RECORDS PROVIDED =
Start of Block

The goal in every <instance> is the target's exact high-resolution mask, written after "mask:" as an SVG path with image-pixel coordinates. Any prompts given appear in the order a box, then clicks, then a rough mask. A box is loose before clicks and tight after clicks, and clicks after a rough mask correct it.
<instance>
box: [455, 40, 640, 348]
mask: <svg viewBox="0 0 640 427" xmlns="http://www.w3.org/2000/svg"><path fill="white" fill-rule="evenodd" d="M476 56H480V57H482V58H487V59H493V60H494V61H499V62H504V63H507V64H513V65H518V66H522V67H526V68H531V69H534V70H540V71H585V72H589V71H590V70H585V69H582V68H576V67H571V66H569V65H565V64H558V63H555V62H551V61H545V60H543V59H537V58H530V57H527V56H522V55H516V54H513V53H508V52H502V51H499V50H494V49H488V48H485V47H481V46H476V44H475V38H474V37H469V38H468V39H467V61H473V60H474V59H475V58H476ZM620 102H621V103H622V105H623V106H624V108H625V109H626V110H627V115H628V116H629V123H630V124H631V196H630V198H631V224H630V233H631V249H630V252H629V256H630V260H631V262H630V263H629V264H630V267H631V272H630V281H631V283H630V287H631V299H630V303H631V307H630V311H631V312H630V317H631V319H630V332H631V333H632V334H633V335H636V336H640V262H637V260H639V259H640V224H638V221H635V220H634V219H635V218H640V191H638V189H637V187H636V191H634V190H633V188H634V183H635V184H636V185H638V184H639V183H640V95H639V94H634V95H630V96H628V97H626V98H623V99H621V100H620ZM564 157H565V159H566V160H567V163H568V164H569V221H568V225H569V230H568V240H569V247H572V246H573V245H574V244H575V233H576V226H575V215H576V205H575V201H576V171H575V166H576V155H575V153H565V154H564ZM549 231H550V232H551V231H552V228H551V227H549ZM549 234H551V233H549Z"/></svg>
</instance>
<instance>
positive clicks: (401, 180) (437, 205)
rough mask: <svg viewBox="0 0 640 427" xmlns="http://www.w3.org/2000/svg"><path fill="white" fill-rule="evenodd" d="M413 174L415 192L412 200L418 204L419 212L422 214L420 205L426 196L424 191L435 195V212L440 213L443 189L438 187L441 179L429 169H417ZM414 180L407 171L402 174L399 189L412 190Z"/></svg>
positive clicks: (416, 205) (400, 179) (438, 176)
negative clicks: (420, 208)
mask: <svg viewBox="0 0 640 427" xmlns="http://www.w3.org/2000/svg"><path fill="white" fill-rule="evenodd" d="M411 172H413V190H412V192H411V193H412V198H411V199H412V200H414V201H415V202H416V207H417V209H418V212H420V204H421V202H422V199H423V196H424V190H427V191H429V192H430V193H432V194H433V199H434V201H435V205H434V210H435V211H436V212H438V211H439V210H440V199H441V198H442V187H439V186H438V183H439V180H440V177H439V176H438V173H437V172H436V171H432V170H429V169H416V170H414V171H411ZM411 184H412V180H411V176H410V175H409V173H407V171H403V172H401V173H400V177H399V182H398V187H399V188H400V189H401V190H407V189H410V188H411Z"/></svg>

End of Block

Update the entries starting at the very beginning and ending at the line that contains "box: [455, 40, 640, 348]" by replacing "rough mask" with "coarse mask" throughout. Leave everything else unchanged, and return only those lines.

The goal in every <instance> is the target's exact high-resolution mask, written after "mask:" as an SVG path with image-pixel coordinates. Any prompts given appear in the order a box, then clicks, then a coarse mask. A box is loose before clicks and tight after clicks, and clicks after a coarse mask correct it.
<instance>
box: [455, 40, 640, 348]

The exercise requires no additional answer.